● Problem requirements
Copy all of the data below without any changes, but leave out the pictures.

● Data shown
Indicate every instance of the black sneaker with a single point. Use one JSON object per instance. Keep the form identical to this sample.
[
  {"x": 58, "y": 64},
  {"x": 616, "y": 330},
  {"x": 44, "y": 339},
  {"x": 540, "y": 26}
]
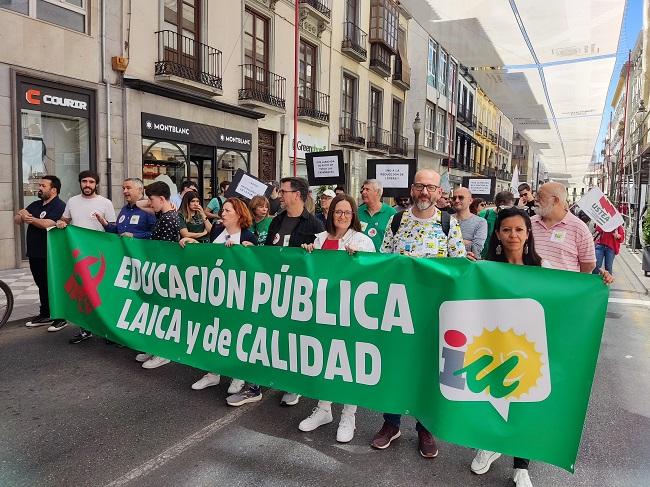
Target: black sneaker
[
  {"x": 82, "y": 336},
  {"x": 39, "y": 321},
  {"x": 57, "y": 325}
]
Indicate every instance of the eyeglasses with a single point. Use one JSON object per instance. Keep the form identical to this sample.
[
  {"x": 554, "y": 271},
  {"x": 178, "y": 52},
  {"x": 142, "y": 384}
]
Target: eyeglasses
[{"x": 430, "y": 187}]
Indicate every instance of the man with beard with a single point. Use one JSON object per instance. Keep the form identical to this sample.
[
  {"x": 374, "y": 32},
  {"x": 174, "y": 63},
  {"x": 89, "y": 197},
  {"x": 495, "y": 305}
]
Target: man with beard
[
  {"x": 132, "y": 221},
  {"x": 561, "y": 238},
  {"x": 290, "y": 228},
  {"x": 82, "y": 211},
  {"x": 421, "y": 231},
  {"x": 39, "y": 216}
]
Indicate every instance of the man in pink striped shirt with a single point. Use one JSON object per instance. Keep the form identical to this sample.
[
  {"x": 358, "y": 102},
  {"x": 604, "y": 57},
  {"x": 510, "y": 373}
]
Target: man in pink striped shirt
[{"x": 561, "y": 238}]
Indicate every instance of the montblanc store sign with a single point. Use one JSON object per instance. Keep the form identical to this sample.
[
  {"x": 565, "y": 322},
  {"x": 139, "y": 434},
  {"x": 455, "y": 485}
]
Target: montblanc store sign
[{"x": 158, "y": 127}]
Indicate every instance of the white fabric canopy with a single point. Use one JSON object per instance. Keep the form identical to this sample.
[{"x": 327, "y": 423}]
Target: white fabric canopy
[{"x": 546, "y": 64}]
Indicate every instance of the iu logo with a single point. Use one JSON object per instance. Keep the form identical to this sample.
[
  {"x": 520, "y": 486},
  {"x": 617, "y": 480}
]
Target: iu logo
[
  {"x": 82, "y": 286},
  {"x": 494, "y": 351}
]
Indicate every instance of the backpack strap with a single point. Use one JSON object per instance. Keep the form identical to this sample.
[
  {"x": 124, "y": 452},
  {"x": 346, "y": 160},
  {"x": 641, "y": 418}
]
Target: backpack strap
[
  {"x": 397, "y": 221},
  {"x": 446, "y": 222}
]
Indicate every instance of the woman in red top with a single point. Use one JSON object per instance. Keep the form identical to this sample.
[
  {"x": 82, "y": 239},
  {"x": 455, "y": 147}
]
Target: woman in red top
[{"x": 608, "y": 245}]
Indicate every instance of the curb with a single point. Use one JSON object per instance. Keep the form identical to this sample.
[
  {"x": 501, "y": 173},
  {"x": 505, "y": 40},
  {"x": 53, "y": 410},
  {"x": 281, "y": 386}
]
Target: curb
[{"x": 634, "y": 271}]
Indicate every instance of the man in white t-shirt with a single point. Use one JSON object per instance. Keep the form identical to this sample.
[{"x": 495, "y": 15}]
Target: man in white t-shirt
[{"x": 80, "y": 211}]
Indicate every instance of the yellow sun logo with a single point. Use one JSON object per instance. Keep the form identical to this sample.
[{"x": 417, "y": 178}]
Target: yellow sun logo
[{"x": 501, "y": 347}]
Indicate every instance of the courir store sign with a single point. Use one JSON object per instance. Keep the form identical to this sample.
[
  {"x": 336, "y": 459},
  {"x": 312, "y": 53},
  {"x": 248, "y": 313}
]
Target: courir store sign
[
  {"x": 159, "y": 127},
  {"x": 56, "y": 100}
]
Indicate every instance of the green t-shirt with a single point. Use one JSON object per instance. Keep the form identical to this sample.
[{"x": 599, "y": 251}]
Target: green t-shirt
[
  {"x": 375, "y": 225},
  {"x": 261, "y": 229},
  {"x": 491, "y": 217},
  {"x": 195, "y": 225}
]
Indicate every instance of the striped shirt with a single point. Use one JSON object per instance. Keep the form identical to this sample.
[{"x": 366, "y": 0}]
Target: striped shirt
[{"x": 565, "y": 245}]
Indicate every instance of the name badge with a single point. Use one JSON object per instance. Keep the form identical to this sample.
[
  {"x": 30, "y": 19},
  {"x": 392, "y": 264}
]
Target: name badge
[{"x": 558, "y": 236}]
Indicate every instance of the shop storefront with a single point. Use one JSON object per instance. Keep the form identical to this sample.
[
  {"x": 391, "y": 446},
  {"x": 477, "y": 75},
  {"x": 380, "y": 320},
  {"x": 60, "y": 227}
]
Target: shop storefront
[
  {"x": 56, "y": 134},
  {"x": 173, "y": 150}
]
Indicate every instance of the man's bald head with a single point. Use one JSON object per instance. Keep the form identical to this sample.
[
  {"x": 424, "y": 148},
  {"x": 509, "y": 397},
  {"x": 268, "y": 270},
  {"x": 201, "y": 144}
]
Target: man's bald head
[{"x": 551, "y": 198}]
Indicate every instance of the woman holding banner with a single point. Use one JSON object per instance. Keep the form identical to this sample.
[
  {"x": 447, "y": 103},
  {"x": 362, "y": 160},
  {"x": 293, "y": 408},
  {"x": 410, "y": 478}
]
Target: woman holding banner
[
  {"x": 343, "y": 232},
  {"x": 512, "y": 242},
  {"x": 192, "y": 219},
  {"x": 259, "y": 207},
  {"x": 233, "y": 230}
]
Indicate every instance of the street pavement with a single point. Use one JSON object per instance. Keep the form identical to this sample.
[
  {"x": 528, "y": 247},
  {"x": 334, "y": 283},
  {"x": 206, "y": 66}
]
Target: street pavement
[{"x": 89, "y": 415}]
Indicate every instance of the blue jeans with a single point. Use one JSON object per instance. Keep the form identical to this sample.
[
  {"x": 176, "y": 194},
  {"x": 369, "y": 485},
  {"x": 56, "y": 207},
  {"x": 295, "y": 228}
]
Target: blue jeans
[
  {"x": 395, "y": 420},
  {"x": 603, "y": 252}
]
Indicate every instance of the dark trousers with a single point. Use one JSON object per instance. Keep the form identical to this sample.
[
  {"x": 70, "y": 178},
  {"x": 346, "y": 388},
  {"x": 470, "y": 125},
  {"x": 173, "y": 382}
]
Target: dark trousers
[
  {"x": 521, "y": 463},
  {"x": 395, "y": 420},
  {"x": 38, "y": 266}
]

● Written solution
Indicate every instance of the black sneaker with a single point. Use one JSON object per instance. Keep the form identical to this sample.
[
  {"x": 58, "y": 64},
  {"x": 616, "y": 330},
  {"x": 44, "y": 339},
  {"x": 540, "y": 26}
]
Target: black sneaker
[
  {"x": 82, "y": 336},
  {"x": 39, "y": 321},
  {"x": 57, "y": 325}
]
Indicate every instance of the eyeglasses with a single point. Use one JSON object per instance. Keep the form identical to this sample.
[
  {"x": 554, "y": 271},
  {"x": 178, "y": 52},
  {"x": 142, "y": 384}
]
Target: eyeglasses
[{"x": 430, "y": 187}]
Indicate every instance of the man with beard with a single point. Use one JSON object per instance. Keep the form identical to this sample.
[
  {"x": 374, "y": 32},
  {"x": 174, "y": 63},
  {"x": 89, "y": 197},
  {"x": 495, "y": 305}
]
Target: man with beard
[
  {"x": 132, "y": 221},
  {"x": 561, "y": 238},
  {"x": 290, "y": 228},
  {"x": 82, "y": 211},
  {"x": 421, "y": 231},
  {"x": 39, "y": 216}
]
Indicate every instance of the man in pink striped shirt with a single point. Use one JSON object per instance. Keep the form identical to this sample.
[
  {"x": 358, "y": 102},
  {"x": 604, "y": 57},
  {"x": 510, "y": 373}
]
Target: man in pink striped shirt
[{"x": 561, "y": 238}]
Indicate every instance of the montblanc store sign with a single point. Use one JSON object per instance. Keep the form identical to this sample.
[
  {"x": 565, "y": 322},
  {"x": 139, "y": 434},
  {"x": 455, "y": 485}
]
Target: montblanc store sign
[{"x": 158, "y": 127}]
Indicate every instance of the white fabric canopy with a single point. Use one JSON object per instance. Keep the form identical to this sample.
[{"x": 327, "y": 423}]
Target: white fabric canopy
[{"x": 546, "y": 64}]
Indicate every instance of the iu logo with a single point. Use one JSON object per instance. Keep the form identical to this sample.
[
  {"x": 520, "y": 486},
  {"x": 617, "y": 480}
]
Target: iu logo
[
  {"x": 82, "y": 286},
  {"x": 494, "y": 351}
]
Indicate every instance of the backpack strap with a single point. Use one JSON object per instance. Keep the form identical to this sample.
[
  {"x": 124, "y": 452},
  {"x": 346, "y": 160},
  {"x": 641, "y": 418}
]
Target: backpack strap
[
  {"x": 397, "y": 221},
  {"x": 446, "y": 222}
]
Indicate every instance of the woman in red top with a single point. Use one JSON object per instance. Keep the form identical to this sample.
[
  {"x": 82, "y": 239},
  {"x": 455, "y": 147}
]
Target: woman in red top
[{"x": 608, "y": 245}]
Indicate every instance of the curb with a single point. Use one JSON object per instance. Keep the form identical to this sample.
[
  {"x": 501, "y": 173},
  {"x": 505, "y": 40},
  {"x": 53, "y": 410},
  {"x": 281, "y": 386}
]
Target: curb
[{"x": 634, "y": 271}]
Indicate every instance of the man in white t-shirt with a single point. Use one JSON object per instance. Keep the form identical to this sample.
[{"x": 495, "y": 15}]
Target: man in white t-shirt
[{"x": 80, "y": 211}]
Indicate every instance of the yellow sun logo with a single point. Use one JSON object per instance. Keep the form identical to this sample.
[{"x": 417, "y": 178}]
Target: yellow sun logo
[{"x": 501, "y": 347}]
Indicate every instance of the courir store sign with a single point. Use one JSON object per instance. Keep the form identical to this sample.
[
  {"x": 336, "y": 459},
  {"x": 312, "y": 53},
  {"x": 248, "y": 313}
]
Target: courir store sign
[
  {"x": 159, "y": 127},
  {"x": 56, "y": 100}
]
Indicate every instance of the green t-shirt with a single point. Use one JSON object per instance. Keep the form identical to this sample.
[{"x": 599, "y": 251}]
Target: green t-shirt
[
  {"x": 375, "y": 225},
  {"x": 261, "y": 229},
  {"x": 491, "y": 217},
  {"x": 195, "y": 225}
]
Indicate every instance of the striped shirt with a single point. Use one JSON object per instance. Keep the form identical to this sample.
[{"x": 366, "y": 0}]
Target: striped shirt
[{"x": 565, "y": 245}]
Indicate every instance of the name badge with a single point. Use one JSON object per instance. Keep the form identical to this sample.
[
  {"x": 30, "y": 19},
  {"x": 392, "y": 264}
]
Target: name badge
[{"x": 558, "y": 236}]
Indicate every instance of the shop storefront with a single point. Use one JSON object per instance. Keep the form identical to this sample.
[
  {"x": 391, "y": 446},
  {"x": 477, "y": 75},
  {"x": 380, "y": 320},
  {"x": 60, "y": 227}
]
Target: shop storefront
[
  {"x": 56, "y": 134},
  {"x": 173, "y": 150}
]
Indicate every instance of the man's bald head with a single point. Use one JSON object per instance. Keep the form identical to this sample.
[
  {"x": 424, "y": 148},
  {"x": 509, "y": 397},
  {"x": 268, "y": 270},
  {"x": 201, "y": 144}
]
Target: man's bald head
[{"x": 551, "y": 198}]
Indicate every instance of the woman holding banner with a single point. Use one JSON object per instance. Keep the form identical to this sample.
[
  {"x": 447, "y": 103},
  {"x": 362, "y": 160},
  {"x": 293, "y": 408},
  {"x": 410, "y": 478}
]
Target: woman holding banner
[
  {"x": 343, "y": 232},
  {"x": 512, "y": 242},
  {"x": 192, "y": 219},
  {"x": 259, "y": 207},
  {"x": 233, "y": 230}
]
Indicate every instance of the street pavement with a single point. Use one JSON object per instance. Keep the form identical to this sample.
[
  {"x": 528, "y": 247},
  {"x": 334, "y": 283},
  {"x": 206, "y": 66}
]
Target: street pavement
[{"x": 89, "y": 415}]
Indicate every instance of the blue jeans with a single point. Use one JSON object per instance. Keep the form identical to this sample.
[
  {"x": 176, "y": 194},
  {"x": 369, "y": 485},
  {"x": 56, "y": 207},
  {"x": 295, "y": 228}
]
Target: blue jeans
[
  {"x": 395, "y": 420},
  {"x": 603, "y": 252}
]
Indicate every instance of the dark trousers with a single point. Use one JSON object per instance. Keep the form identical to this sample.
[
  {"x": 70, "y": 178},
  {"x": 346, "y": 388},
  {"x": 470, "y": 125},
  {"x": 173, "y": 382}
]
Target: dark trousers
[
  {"x": 521, "y": 463},
  {"x": 395, "y": 420},
  {"x": 38, "y": 266}
]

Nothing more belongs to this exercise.